原題:An Homily against Disobedience and wilful Rebellion. (不服従と反乱を戒める説教)

※第6部の試訳は2回に分けてお届けします。その1回目です。
※タイトルと小見出しは訳者によります。
※原文の音声はこちら(Alastair Roberts氏の朗読です):
(10分26秒付近から22分02秒付近まで)




教皇は人々を無知の中に置いている

 教皇による抑圧や略奪はその君主であるローマ皇帝に対してのみならず、他のキリスト教国の王にも向けられ、それぞれの下にある臣民は君主に対する反乱をするように仕向けられました。みなさんにお話したとおりこれは耐えがたいことです。臣下がそのようなものに従って自身の君主や国家に対して外国からの不法な唆しのままになってしまうのは驚くに値する以上のものです。教皇がこのようなことを行うには手段があるのですが、それをお話して、服従や不服従と意図的な反乱を戒めるこの説教をしめくくりたいと思います。教皇はすべての人間を、なかんずく市井の人々を神のみ言葉への無知のなかに置き、そうして自分の語ることが真であり、自分の為すことが善であり神のみ心に適っていると思いこませてあらゆる悪を行っています。人々を父や母や君主や国をはじめ隣人に敵対させようとしていることがあらゆることにおいて極めて効力を持つものであるということをみなさんは理解するでしょう。実に盲目的な無知によって、騙されやすい人がどのような悪辣さに至るものであるかを見ていきましょう。

キリストは人の無知ゆえに刑に至った

 無知によってユダヤ教の祭司は市井の人々に凶悪な殺人者であるバラバの赦免を求めさせ、祭司長の野心と迷信などの悪徳を責められていた救い主キリストをむごたらしい十字架の刑に至らせました(マタ17・20)。救い主キリストが証しなされているように、キリストを十字架につけた者は自分の行ったことの意味をわかってはいませんでした。使徒である聖パウロはこのように言っています。「この世の支配者たちは誰一人、この知恵を悟りませんでした。もし悟っていたら、栄光の主を十字架につけはしなかったでしょう(一コリ2・3)。」救い主キリストご自身もまた、人々が無知ゆえに自分が神に対して望ましい犠牲を真に捧げていると考え、ご自身の真の使徒や弟子を処刑して殺害することになるだろうと予見なされていました。これは今の世にあっても見られることです。

課題の指示:
(a) 不服従を戒める説教の文章のうち、「無知によってユダヤ教の祭司は」から「にあっても見られることです。」までを、両端の語句も含めて一字一句そのまま書き写してもらえますか。
(b) 不服従を戒める説教の文章を、最後に示された文の次から再開して書き継いでもらえますか。

データセットの項目:
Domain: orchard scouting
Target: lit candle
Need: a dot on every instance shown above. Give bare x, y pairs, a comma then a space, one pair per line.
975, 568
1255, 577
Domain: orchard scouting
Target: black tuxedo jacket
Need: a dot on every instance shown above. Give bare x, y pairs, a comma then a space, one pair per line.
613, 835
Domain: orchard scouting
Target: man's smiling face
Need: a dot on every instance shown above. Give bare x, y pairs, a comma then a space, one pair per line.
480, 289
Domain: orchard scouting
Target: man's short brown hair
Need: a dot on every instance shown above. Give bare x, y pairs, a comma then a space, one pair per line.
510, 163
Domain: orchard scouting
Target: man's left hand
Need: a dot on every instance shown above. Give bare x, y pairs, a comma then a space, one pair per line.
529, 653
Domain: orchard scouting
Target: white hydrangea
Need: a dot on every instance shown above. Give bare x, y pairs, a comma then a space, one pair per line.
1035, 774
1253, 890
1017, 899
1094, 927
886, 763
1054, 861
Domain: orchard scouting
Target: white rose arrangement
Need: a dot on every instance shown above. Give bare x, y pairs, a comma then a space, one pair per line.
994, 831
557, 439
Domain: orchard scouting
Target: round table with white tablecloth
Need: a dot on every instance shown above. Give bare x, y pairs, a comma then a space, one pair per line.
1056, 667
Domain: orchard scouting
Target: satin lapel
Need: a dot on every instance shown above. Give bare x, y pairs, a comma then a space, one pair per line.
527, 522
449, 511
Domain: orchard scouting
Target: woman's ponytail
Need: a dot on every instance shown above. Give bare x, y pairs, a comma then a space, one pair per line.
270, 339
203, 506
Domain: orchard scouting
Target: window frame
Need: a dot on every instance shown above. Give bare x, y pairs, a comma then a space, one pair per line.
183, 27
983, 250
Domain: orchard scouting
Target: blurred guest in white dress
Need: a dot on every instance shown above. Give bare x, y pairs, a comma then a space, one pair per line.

課題の解答:
(a)
無知によってユダヤ教の祭司は市井の人々に凶悪な殺人者であるバラバの赦免を求めさせ、祭司長の野心と迷信などの悪徳を責められていた救い主キリストをむごたらしい十字架の刑に至らせました(マタ17・20)。救い主キリストが証しなされているように、キリストを十字架につけた者は自分の行ったことの意味をわかってはいませんでした。使徒である聖パウロはこのように言っています。「この世の支配者たちは誰一人、この知恵を悟りませんでした。もし悟っていたら、栄光の主を十字架につけはしなかったでしょう(一コリ2・3)。」救い主キリストご自身もまた、人々が無知ゆえに自分が神に対して望ましい犠牲を真に捧げていると考え、ご自身の真の使徒や弟子を処刑して殺害することになるだろうと予見なされていました。これは今の世にあっても見られることです。

(b)
教皇は耳慣れない言葉で教えを奪う

 無知についていえば、教皇は決して神のみ言葉を取り上げることによってではなく、むしろそれをよくわからない耳慣れない言語で覆うことによって特に市井の人々を神から遠ざけました。自分が司牧をしていて自分がよく知るローマの言語をあらゆる国で用いるようにさせているのは教皇の野心的な特性の表れです。すべての人々を盲目にし、自分が何を祈っているのかも、何を信じているのかも、何を神に命じられているのかも知らないままでいさせ、神に向かうためのあらゆる教えを奪うという悪意ある目的に向かっています。彼らが聖書を読み上げたり礼拝を行ったりするのにラテン語のほかのどの言語も用いていないのはこのためであり、信じ込みやすい市井の人々のほとんどが主の祈りも使徒信経も十戒も、自分たちの理解できないラテン語でしか知っていません。このような大いなる無知をもって、すべての人々が教皇の語ることを信じ、その命じることを為すようにさせられています。

レオン三世とグレゴリウス二世

 使徒の言葉を唱えることについて考えましょう。もし皇帝の臣下が神のみ言葉にある君主への義務を知っていたらどうでしょう。偶像崇拝の対象となる偶像を皇帝レオン三世が教会堂から取り去ったときのことです。この皇帝が教皇グレゴリウス二世を異端としたからという理由で、自分が臣下としてした誓いの言葉に反してまで主君である皇帝を捨てて反乱を起こすようにと教皇が説くのをよしとはしなかったでしょう。もし神のみ言葉のうち十戒をよく知っていたら、教皇は主君である皇帝への背信者であるだけでなく、神のみ言葉と教えに照らして異端とされたことをもって、神に対してのまたその御稜威に対しての冒涜者であると気付いたでしょう。教皇グレゴリウス二世がその正当の君主に反乱を起こす理由を持っていたとしても、その極めて凶悪な邪さを二倍も三倍もして、恐ろしい不信心と冒瀆を重ねていると彼らは思ったことでしょう。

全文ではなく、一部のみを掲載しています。